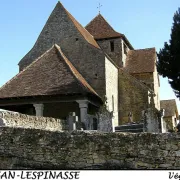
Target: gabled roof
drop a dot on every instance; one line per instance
(101, 29)
(170, 107)
(50, 74)
(141, 61)
(54, 31)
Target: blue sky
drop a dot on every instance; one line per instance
(145, 23)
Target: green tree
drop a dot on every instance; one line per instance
(168, 64)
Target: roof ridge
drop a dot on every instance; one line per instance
(27, 67)
(76, 74)
(104, 20)
(142, 49)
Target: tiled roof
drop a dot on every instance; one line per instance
(169, 106)
(141, 61)
(58, 21)
(50, 74)
(100, 28)
(89, 38)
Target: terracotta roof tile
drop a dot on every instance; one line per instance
(141, 61)
(89, 38)
(170, 107)
(100, 28)
(50, 74)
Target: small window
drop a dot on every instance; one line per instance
(112, 46)
(112, 103)
(125, 49)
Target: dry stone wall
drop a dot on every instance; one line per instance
(38, 149)
(15, 119)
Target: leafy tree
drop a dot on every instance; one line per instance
(168, 64)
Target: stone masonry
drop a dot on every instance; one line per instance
(14, 119)
(38, 149)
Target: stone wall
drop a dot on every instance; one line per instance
(116, 55)
(133, 97)
(35, 149)
(87, 59)
(112, 89)
(15, 119)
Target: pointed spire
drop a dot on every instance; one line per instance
(100, 28)
(54, 31)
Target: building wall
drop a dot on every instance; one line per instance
(133, 97)
(170, 122)
(152, 81)
(156, 90)
(35, 149)
(124, 52)
(88, 60)
(112, 89)
(60, 110)
(116, 56)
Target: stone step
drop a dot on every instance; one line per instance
(129, 126)
(130, 130)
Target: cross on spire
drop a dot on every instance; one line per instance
(99, 7)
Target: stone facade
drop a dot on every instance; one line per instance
(133, 97)
(35, 149)
(87, 59)
(116, 54)
(152, 81)
(14, 119)
(112, 89)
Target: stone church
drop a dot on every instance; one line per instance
--------------------------------------------------
INSTRUCTIONS TO FOLLOW
Please reproduce, word for word, the stretch of the material from the line containing "Target: small window" through the end of the material.

ANSWER TO THIS EXERCISE
Target: small window
drop a dot on every instance; one line per instance
(112, 46)
(112, 103)
(125, 49)
Target: dry stone wall
drop a dot on every instance; one line per instance
(38, 149)
(15, 119)
Target: leafy tree
drop a dot on every instance; one line per instance
(168, 64)
Target: stone masonry
drop a dot on every instance; one line per instance
(14, 119)
(38, 149)
Target: stone wall
drop a dot on every instance; one line per instance
(116, 55)
(133, 97)
(35, 149)
(87, 59)
(112, 89)
(15, 119)
Target: pointed spire
drop a dot on every instance; one line per instance
(100, 28)
(54, 31)
Target: building wall
drop a dot on every instance; one line per instance
(133, 97)
(170, 122)
(152, 81)
(156, 90)
(35, 149)
(124, 52)
(88, 60)
(112, 89)
(60, 110)
(116, 56)
Target: stone step
drop a dot on every instance; one line per instance
(129, 126)
(130, 130)
Target: cross on spire
drop a dot on every instance; one line per instance
(99, 7)
Target: stone facade
drop a dot on every instance; one line per instance
(133, 97)
(35, 149)
(87, 59)
(116, 54)
(152, 81)
(14, 119)
(112, 89)
Target: stone church
drop a dot on every instance; one line per instance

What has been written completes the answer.